Quote every entry word for word.

[Records contained in a dataset]
══════════════════════════════

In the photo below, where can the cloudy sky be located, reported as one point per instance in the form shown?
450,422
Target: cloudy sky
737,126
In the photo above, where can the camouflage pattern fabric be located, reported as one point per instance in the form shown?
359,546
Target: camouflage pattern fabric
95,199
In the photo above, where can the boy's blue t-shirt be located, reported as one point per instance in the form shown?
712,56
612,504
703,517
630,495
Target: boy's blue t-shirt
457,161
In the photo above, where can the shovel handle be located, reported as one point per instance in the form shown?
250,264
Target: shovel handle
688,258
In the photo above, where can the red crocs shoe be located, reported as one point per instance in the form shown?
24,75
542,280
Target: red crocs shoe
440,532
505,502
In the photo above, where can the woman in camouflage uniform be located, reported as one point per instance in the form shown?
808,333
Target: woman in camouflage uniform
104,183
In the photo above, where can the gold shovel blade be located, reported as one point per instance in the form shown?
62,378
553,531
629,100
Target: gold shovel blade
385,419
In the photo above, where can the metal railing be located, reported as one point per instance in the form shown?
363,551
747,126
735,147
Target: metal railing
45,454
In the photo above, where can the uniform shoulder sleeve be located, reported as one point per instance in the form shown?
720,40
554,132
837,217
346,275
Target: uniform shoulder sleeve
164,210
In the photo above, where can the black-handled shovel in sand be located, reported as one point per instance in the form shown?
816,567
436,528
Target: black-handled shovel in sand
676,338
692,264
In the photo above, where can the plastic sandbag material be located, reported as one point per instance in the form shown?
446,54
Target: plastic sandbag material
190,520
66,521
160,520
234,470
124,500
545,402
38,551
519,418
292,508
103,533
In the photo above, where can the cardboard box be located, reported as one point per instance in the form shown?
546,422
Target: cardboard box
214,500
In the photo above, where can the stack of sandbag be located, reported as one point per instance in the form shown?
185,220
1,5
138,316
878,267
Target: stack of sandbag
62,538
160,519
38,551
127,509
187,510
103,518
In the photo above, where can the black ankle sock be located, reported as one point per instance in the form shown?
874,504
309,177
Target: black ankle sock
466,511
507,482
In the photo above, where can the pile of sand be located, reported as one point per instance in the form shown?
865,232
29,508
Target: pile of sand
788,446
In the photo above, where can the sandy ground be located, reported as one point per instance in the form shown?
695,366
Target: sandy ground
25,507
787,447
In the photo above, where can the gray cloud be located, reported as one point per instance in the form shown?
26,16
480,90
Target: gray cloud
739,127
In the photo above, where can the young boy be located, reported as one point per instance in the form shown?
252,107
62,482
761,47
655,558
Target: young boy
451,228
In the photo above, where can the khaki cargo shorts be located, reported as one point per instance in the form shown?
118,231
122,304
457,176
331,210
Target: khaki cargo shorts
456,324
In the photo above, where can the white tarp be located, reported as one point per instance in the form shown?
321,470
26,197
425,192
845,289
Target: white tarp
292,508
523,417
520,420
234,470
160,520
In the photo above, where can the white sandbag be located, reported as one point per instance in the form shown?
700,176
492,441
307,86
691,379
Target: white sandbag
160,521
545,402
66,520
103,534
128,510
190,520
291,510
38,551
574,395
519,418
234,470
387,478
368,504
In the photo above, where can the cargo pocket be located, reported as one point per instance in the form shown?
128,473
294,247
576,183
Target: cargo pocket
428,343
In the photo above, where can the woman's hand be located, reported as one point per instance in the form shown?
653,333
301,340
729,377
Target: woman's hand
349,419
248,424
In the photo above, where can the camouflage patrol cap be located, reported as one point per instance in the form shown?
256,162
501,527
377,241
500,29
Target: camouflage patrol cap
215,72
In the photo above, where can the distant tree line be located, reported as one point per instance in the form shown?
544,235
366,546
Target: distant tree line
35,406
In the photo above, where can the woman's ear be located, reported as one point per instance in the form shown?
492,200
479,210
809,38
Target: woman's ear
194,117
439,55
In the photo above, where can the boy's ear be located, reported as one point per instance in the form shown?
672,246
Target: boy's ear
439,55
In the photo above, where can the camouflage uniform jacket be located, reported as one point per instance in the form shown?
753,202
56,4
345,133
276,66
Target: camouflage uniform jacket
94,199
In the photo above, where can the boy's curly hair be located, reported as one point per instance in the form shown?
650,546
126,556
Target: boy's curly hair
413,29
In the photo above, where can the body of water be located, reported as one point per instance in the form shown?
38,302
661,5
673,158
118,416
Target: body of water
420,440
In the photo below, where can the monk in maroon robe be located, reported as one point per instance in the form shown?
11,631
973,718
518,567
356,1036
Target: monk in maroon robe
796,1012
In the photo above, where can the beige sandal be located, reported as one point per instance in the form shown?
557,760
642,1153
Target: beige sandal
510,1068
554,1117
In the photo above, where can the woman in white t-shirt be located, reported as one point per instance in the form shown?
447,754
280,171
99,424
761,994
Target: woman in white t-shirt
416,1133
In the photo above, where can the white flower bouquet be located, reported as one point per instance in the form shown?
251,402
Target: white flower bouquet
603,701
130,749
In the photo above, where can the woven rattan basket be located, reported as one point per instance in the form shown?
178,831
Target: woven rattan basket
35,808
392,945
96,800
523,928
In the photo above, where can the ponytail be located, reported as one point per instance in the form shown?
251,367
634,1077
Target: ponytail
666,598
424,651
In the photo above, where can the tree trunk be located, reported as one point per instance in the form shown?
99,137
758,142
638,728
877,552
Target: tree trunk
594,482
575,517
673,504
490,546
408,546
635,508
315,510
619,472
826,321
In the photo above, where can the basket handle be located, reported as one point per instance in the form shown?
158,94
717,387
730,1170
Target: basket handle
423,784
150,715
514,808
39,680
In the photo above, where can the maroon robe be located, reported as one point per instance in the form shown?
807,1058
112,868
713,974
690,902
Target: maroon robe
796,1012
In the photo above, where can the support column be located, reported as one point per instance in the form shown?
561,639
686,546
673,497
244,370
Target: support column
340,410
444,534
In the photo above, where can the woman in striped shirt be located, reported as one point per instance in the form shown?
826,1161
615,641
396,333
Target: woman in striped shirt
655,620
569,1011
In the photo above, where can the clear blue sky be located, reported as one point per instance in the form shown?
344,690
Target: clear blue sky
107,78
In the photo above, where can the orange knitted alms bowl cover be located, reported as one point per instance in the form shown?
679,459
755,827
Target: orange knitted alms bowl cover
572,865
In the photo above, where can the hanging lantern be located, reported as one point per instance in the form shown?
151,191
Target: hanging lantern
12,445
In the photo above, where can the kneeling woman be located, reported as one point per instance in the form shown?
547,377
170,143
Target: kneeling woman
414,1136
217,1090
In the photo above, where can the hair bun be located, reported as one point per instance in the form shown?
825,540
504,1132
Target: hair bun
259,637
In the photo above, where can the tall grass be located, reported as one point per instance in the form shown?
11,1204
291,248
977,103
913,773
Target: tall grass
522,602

══════════════════════════════

[OUTPUT]
In the photo below, where can the cloudy sky be located, reported as one point per instance in the form shown?
450,422
Target: cloudy sky
737,126
In the photo above, where can the camouflage pattern fabric be located, reported as one point per instance in the form shown?
359,546
Target: camouflage pattern fabric
95,199
In the photo above, where can the boy's blue t-shirt be located, reported as one point per instance in the form shown?
712,56
612,504
703,517
630,495
Target: boy's blue t-shirt
457,161
In the photo above, where can the shovel handle be located, reported as one point per instance in the form shown?
250,264
Target: shovel handle
688,258
In the photo above, where can the red crocs shoe be located, reported as one point per instance in the form shown?
24,75
542,280
Target: red crocs shoe
440,532
505,502
In the photo above, where can the woman in camouflage uniform be located, reported as one point per instance in the form shown?
808,333
Target: woman in camouflage uniform
104,183
In the photo above, where can the gold shovel blade be located, reported as one point per instance in the form shown?
62,378
553,531
629,100
Target: gold shovel blade
385,419
In the photo above, where can the metal railing be located, reported as one point per instance in the form shown?
363,551
747,126
735,147
Target: metal railing
45,454
In the photo above, where can the uniform shoulder sleeve be located, reported as one point per instance in the form shown?
720,40
554,132
837,217
346,275
Target: uniform shoulder sleeve
164,210
In the photo above, where can the black-handled shovel in sand be located, reported as one point per instance in the form shown?
816,567
436,528
Target: black-handled shovel in sand
676,338
692,264
In the photo above, where can the plastic sandbag material be located, reported as one point per instance in the form shown?
446,54
Target: plastic sandbag material
190,520
66,521
160,520
234,470
124,500
545,402
38,551
519,418
292,508
103,533
In the photo above, where can the cardboard box be located, reported as one point per instance in the form shown?
546,422
Target: cardboard box
214,500
In the photo above, where can the stack of sandbag be located, reported as one point per instance in the form shown?
185,220
1,5
138,316
878,267
Target: stack of sandbag
62,538
160,519
38,551
127,509
187,510
103,518
In the photo above, where can the black ankle sock be located, reported as one point per instance in the form shown?
874,504
309,177
Target: black ankle sock
466,511
507,482
In the photo above, where can the pile of sand be located, reported as one point per instance in the form shown?
865,232
29,508
Target: pile of sand
788,446
In the photo above, where can the sandy ground be located, reported as one point per instance in the form shown?
695,366
Target: sandy ground
25,507
787,447
In the photo above, where can the gray cloud be located, reported as one point per instance in the form shown?
26,16
480,90
Target: gray cloud
739,127
In the photo above, where can the young boy be located, reported as one point per instance in the form shown?
252,107
62,482
761,47
655,558
Target: young boy
451,228
In the photo above, where can the khaki cargo shorts be located, reported as one point per instance in the form shown?
118,231
122,304
457,176
331,210
Target: khaki cargo shorts
456,324
In the photo above, where can the white tarp be located, reported as one point per instance in the form shown?
321,470
26,197
425,192
845,289
Target: white tarp
292,508
523,417
520,420
234,470
160,520
In the photo above, where can the white sandbag be located, reported as one point per instance in the form shown?
700,176
492,441
307,86
691,379
Target: white sandbag
160,521
545,402
66,520
103,534
128,510
190,520
291,510
38,551
574,395
519,418
234,470
387,478
368,504
In the photo above, where can the cargo pocket be located, reported as one point per instance in the form shown?
128,473
294,247
576,183
Target: cargo pocket
428,343
In the photo above, where can the woman's hand be located, reported as one point per instance in the form shown?
653,333
301,340
729,377
Target: woman's hand
349,419
248,424
In the photo above, where can the camouflage patrol cap be located, reported as one point per instance in the form shown?
256,162
501,527
377,241
500,29
Target: camouflage patrol cap
215,72
In the photo above, where can the distant tree line be located, reported as one point per instance in the form shown?
544,235
366,546
Target: distant tree line
35,406
In the photo above, where can the woman's ear be located, reported as one point per instance in the form shown?
492,200
479,210
809,38
Target: woman's ear
194,117
439,55
In the photo above, where can the boy's ear be located, reported as one point per instance in the form shown?
672,246
Target: boy's ear
439,55
In the photo above, where can the camouflage uniform jacket be located, reported as one point per instance in the form shown?
753,202
56,4
345,133
276,66
Target: camouflage uniform jacket
94,199
In the photo above, where can the boy's curly hair be located, reported as one point per instance in the form shown?
650,546
126,556
Target: boy's curly hair
413,29
In the photo above, where can the body of water be located, reported as one point per instance in the form shown?
38,302
661,5
673,158
118,416
Target: body of water
420,440
In the photo below, where can the monk in maroon robe be located, reported as one point per instance in the form shown?
11,631
973,718
518,567
356,1036
Target: monk in maroon robe
796,1012
In the photo above, where can the beige sandal be located, reported as one point per instance in the form shown?
557,760
642,1153
Target: beige sandal
510,1068
554,1117
In the photo above, where can the woman in white t-shirt be located, reported as one point per instance in the form shown?
447,754
280,171
99,424
761,994
Target: woman in white t-shirt
416,1133
In the photo above, where can the white flower bouquet be located, reported as one point per instance in the form shown?
251,402
Target: white flower bouquet
603,701
130,749
In the photo above, where can the woven rattan basket be located, reported as one point per instance in the form shown?
178,831
Target: woven rattan basket
35,808
392,945
96,800
523,928
In the photo above, where can the ponytail be located, reported as one point per instance in the form shown?
251,367
634,1077
Target: ponytail
666,598
424,651
In the photo above, where can the tree trunk be located, reported as one point per instance in the form shown?
99,137
758,142
638,728
877,552
Target: tree trunk
594,482
575,517
673,504
490,546
408,546
635,508
315,510
619,472
826,321
In the photo above, where can the basket handle be located, reported as one point per instance in the form shown?
158,94
717,387
730,1170
Target: basket handle
423,784
150,715
514,808
39,680
In the photo above, where can the maroon robe be located, reported as one point per instance in the form shown?
807,1058
112,868
713,974
690,902
Target: maroon robe
796,1012
In the photo above, where can the support column be located, reported as one point per instance in the form shown?
561,639
686,546
673,497
244,370
Target: support column
340,410
444,534
In the photo above, where can the woman in striped shirt be located, reported as one point per instance in the form shown?
826,1161
615,641
396,333
Target: woman in striped shirt
655,620
569,1011
In the photo above, where can the clear blue sky be located, reported as one point per instance in the form shown?
344,690
Target: clear blue sky
107,78
In the photo above, where can the orange knitted alms bowl cover be located, reported as one point per instance in the form shown?
679,459
755,827
Target: orange knitted alms bowl cover
572,865
In the photo above, where can the hanging lantern be located, reported as one point per instance in the form shown?
151,191
Target: hanging lantern
12,445
In the photo above, where can the kneeling woman be located, reported as one point per instance in the form shown?
547,377
170,143
Target: kneeling woman
414,1136
217,1090
In the photo above, where can the hair bun be located, reported as one point per instance in the form shown?
825,540
504,1132
Target: hair bun
259,637
In the photo above, where can the tall grass be located, reported as one point per instance in the form shown?
11,1204
291,248
977,103
913,773
Target: tall grass
522,602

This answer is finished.